## THE EXERCISE
The entries are to be returned exactly, with images left out.

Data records
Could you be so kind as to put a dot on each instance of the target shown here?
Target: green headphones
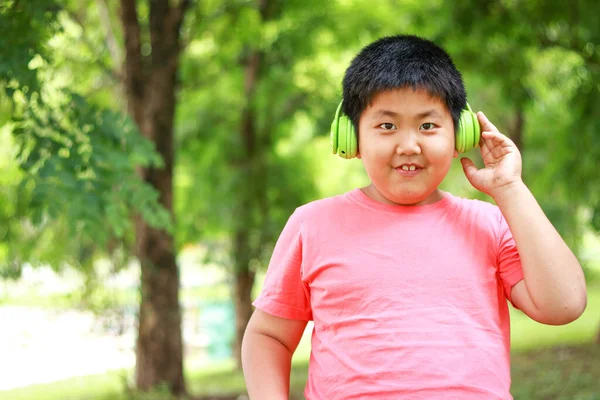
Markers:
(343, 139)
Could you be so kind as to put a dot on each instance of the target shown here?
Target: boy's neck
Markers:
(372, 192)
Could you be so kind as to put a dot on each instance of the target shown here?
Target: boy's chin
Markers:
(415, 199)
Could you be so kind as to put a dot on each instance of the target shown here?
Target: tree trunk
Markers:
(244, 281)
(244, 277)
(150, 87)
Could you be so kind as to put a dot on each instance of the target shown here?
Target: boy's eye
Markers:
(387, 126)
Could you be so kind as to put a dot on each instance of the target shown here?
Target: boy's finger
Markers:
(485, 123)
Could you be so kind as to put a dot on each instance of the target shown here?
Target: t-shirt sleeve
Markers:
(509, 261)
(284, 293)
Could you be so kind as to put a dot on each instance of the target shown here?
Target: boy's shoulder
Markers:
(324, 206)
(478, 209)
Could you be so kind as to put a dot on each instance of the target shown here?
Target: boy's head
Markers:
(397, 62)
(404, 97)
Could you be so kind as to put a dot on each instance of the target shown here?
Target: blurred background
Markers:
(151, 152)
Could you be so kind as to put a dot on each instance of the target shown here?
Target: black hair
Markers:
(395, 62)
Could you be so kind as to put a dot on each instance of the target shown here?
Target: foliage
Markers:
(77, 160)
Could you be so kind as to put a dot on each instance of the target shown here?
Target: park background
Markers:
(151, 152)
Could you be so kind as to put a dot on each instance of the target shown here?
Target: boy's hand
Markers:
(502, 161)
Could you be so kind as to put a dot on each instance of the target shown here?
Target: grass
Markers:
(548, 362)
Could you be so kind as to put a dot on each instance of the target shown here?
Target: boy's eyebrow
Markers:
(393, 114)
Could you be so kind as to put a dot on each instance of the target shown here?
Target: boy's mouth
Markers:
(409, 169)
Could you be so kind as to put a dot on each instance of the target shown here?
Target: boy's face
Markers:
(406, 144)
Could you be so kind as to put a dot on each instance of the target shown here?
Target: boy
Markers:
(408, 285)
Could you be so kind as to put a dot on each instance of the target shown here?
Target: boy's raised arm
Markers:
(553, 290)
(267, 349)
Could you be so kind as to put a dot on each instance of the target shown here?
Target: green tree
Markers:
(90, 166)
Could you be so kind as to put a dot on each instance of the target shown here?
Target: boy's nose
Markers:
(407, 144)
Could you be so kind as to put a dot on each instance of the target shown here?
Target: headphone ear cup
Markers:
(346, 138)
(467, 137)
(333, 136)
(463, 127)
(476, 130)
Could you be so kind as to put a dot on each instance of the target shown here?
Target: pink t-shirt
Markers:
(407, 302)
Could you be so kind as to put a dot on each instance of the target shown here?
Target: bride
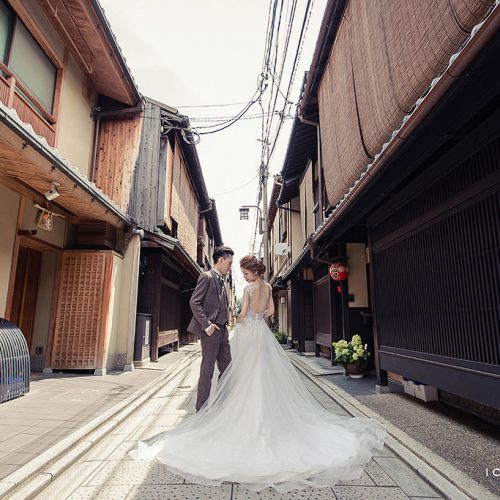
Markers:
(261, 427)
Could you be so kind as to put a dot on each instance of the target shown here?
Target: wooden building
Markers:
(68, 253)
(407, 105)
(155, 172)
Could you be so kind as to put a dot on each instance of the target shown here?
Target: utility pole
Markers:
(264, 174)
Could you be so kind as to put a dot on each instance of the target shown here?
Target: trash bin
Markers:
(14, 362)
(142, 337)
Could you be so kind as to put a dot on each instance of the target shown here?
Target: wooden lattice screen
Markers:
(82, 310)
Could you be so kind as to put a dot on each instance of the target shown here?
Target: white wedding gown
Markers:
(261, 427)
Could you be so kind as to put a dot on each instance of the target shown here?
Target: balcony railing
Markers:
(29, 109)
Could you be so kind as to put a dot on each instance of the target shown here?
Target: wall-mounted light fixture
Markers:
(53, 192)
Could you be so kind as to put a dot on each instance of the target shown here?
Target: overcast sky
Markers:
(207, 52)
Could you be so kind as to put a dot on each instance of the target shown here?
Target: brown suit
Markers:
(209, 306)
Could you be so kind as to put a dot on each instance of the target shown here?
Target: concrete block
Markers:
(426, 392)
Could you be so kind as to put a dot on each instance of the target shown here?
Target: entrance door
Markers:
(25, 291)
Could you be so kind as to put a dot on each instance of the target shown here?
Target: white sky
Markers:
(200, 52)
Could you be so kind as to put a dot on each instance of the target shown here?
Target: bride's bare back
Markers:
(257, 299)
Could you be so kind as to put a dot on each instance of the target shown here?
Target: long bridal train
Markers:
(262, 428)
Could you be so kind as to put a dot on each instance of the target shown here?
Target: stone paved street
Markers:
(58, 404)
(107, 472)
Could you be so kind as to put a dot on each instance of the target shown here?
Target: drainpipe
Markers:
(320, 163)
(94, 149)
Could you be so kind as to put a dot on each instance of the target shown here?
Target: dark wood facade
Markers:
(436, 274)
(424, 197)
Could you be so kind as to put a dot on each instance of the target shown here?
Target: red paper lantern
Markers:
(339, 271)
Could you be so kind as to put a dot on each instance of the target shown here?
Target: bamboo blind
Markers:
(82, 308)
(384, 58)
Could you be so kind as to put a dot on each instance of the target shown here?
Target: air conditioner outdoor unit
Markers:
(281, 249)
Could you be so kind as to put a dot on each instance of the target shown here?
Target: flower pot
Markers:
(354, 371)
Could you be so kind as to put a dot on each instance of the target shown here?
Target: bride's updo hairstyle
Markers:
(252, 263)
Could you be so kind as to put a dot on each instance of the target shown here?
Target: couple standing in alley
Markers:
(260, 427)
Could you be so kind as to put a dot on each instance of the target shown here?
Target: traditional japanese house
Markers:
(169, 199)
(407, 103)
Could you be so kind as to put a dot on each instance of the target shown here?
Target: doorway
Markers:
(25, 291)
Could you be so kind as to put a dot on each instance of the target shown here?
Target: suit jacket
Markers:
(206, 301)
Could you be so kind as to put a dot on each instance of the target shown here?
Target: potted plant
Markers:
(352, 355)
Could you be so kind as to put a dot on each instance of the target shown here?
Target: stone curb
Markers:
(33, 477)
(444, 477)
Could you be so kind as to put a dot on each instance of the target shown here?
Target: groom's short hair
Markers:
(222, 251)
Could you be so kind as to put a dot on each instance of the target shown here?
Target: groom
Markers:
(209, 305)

## RESULT FOR THIS EXERCISE
Could you be so kind as to put a dot on each instance of the target shown here?
Target: green headphones
Markers:
(343, 139)
Could you be so kind as to put a dot on each instance of the target shown here?
Target: boy's neck
Markers:
(372, 192)
Could you be so kind as to put a dot on each instance of the target shown here?
Target: boy's chin
Markers:
(415, 199)
Could you be so kind as to put a dot on each instance of the target shown here?
Target: tree trunk
Markers:
(244, 281)
(244, 277)
(150, 87)
Could you be so kind as to put a dot on each instance of the target shown here?
Target: boy's eye
Markers:
(387, 126)
Could you be so kind as to put a dot on each instance of the target shown here?
Target: boy's finger
Markers:
(485, 123)
Could you be so kind as to put a dot on each instance of the target shown here?
Target: t-shirt sleeve
Markers:
(509, 261)
(284, 293)
Could you be so kind as to put a dot on each instance of the target shown here?
Target: boy's shoulder
Markers:
(324, 206)
(478, 209)
Could you be so kind as to put a dot on each instance of the target shown here?
Target: boy's head
Markers:
(397, 62)
(404, 97)
Could you be so kind as to put a dot on each instance of the target shown here?
Target: blurred background
Markers:
(151, 152)
Could you be so kind as to put a dot on each instance of the target shown here?
Target: black hair
Markers:
(395, 62)
Could you be so kind as to put a dot on each instance of the target shown here?
Target: foliage
Markers:
(77, 160)
Could you be so kind as to put a dot on each instance of the target shown here?
Target: park background
Markers:
(151, 152)
Could you be so kind as to put a dot on each instance of the target shown here?
Target: boy's hand
Markers:
(502, 161)
Could you be so kind as to put a dot on each instance of the target shown here?
Target: grass
Markers:
(548, 362)
Could you be so kind as to put a dot on each instance of the target shown here?
Target: boy's eyebrow
Markers:
(393, 114)
Could you be so kind as to put a dot on each instance of the target shown here?
Target: boy's mouth
Markers:
(409, 169)
Could you be so kind as to put a dot on each instance of the target shown here?
Target: boy's face
Markers:
(406, 144)
Could you be so kind as to put a dot on each instance of the target shown here?
Target: boy
Markers:
(408, 285)
Could you be so kind as to put a dot on each instance of the target shown here?
Target: boy's raised arm
Markers:
(553, 290)
(267, 349)
Could you be so kind as to put a dot on each instance of the target shown here?
Target: green tree
Markers:
(90, 166)
Could you be so kind as to put a dot on each instance of the target shown here?
Target: boy's nose
Markers:
(407, 144)
Could you be so kind as to put a dot on each instance of the target shown here?
Target: headphone ear cup
Markers:
(346, 138)
(467, 137)
(333, 136)
(463, 127)
(476, 130)
Could you be so kind as to put a dot on each instance of the target shown here?
Target: pink t-shirt
Markers:
(407, 302)
Could you be so kind as to put a dot on each instance of the target shown here?
Target: bride
Markers:
(261, 427)
Could you be so kind as to put a dot on each instance of the target shown here?
Target: wooden building
Markers:
(68, 253)
(407, 105)
(155, 172)
Could you be so kind as to put a dot on each instance of the target shown here?
Target: utility pole
Markers:
(264, 174)
Could you be so kind as to put a dot on each instance of the target shown here?
Target: trash bin
Markers:
(14, 362)
(142, 337)
Could you be so kind as to put a dot on each instance of the target shown here?
Target: wooden lattice screen
Markers:
(82, 310)
Could you be so kind as to put a dot on each instance of the target shown here?
Target: white wedding gown
Markers:
(261, 427)
Could you be so kind as to put a dot on each instance of the target shown here?
Target: balcony railing
Markers:
(29, 109)
Could you be so kind as to put a dot on each instance of the target shown here?
Target: wall-mounted light fixture
Markers:
(53, 192)
Could you be so kind as to put a dot on each instance of the target shown here?
Target: overcast sky
Markers:
(207, 52)
Could you be so kind as to put a dot on each instance of the target shown here?
Target: brown suit
Markers:
(209, 306)
Could you be so kind as to put a dot on each instance of the target shown here?
Target: concrete block
Markers:
(426, 392)
Could you be so kind as to put a dot on each instance of the target shown here?
Target: entrance door
Markers:
(25, 291)
Could you be so kind as to put a dot on each instance of the target shown here?
Target: white sky
Markers:
(200, 52)
Could you be so kind as to put a dot on each instance of the target shown here?
Target: bride's bare back
Markers:
(257, 299)
Could you be so kind as to put a dot on each instance of the target shown here?
Target: long bridal train
Markers:
(262, 428)
Could you be so kind as to put a dot on each instance of the target shown here?
Target: stone paved street
Markers:
(58, 404)
(107, 472)
Could you be so kind as to put a dot on each instance of the target shown here?
Target: drainpipe
Markers:
(320, 163)
(94, 149)
Could you be so kind as to put a dot on each instance of the target shown here?
Target: dark wood facade
Markers:
(436, 274)
(424, 197)
Could you be so kind as to put a dot on each instance of the target shown here?
Target: red paper lantern
Markers:
(339, 271)
Could you be so kind as to put a dot on each instance of the target shown here?
Target: bamboo blind
Markers:
(82, 308)
(384, 58)
Could you be so kind as to put a dot on each instance of the target shown here?
Target: air conditioner outdoor unit
Markers:
(281, 249)
Could you be so kind as to put a dot on each instance of the target shown here?
Target: flower pot
Markers:
(354, 371)
Could you be so kind as to put a dot on each instance of the target shown here?
Target: bride's updo hairstyle
Markers:
(252, 263)
Could you be so kind as to put a dot on each instance of the target shown here?
Target: couple standing in alley
Markers:
(260, 427)
Could you be so kind as to put a dot on each instance of the target shown here?
Target: traditional japanese house
Markers:
(169, 199)
(407, 103)
Could you be so kind as to put a dot on each instance of the target shown here?
Target: doorway
Markers:
(25, 291)
Could you be so kind as to put a dot on each instance of the target shown here?
Target: suit jacket
Markers:
(206, 301)
Could you be so kind as to put a dot on each instance of the target shown here?
Target: potted plant
Markers:
(352, 355)
Could you be so kind as to put a dot on each instance of the target shown here?
Target: stone curb
Markers:
(33, 477)
(444, 477)
Could you be so kind as to put a dot on each instance of the target shown here?
Target: groom's short hair
Markers:
(222, 251)
Could you be so kind as to put a dot on each instance of the target shown here?
Target: groom
Markers:
(209, 305)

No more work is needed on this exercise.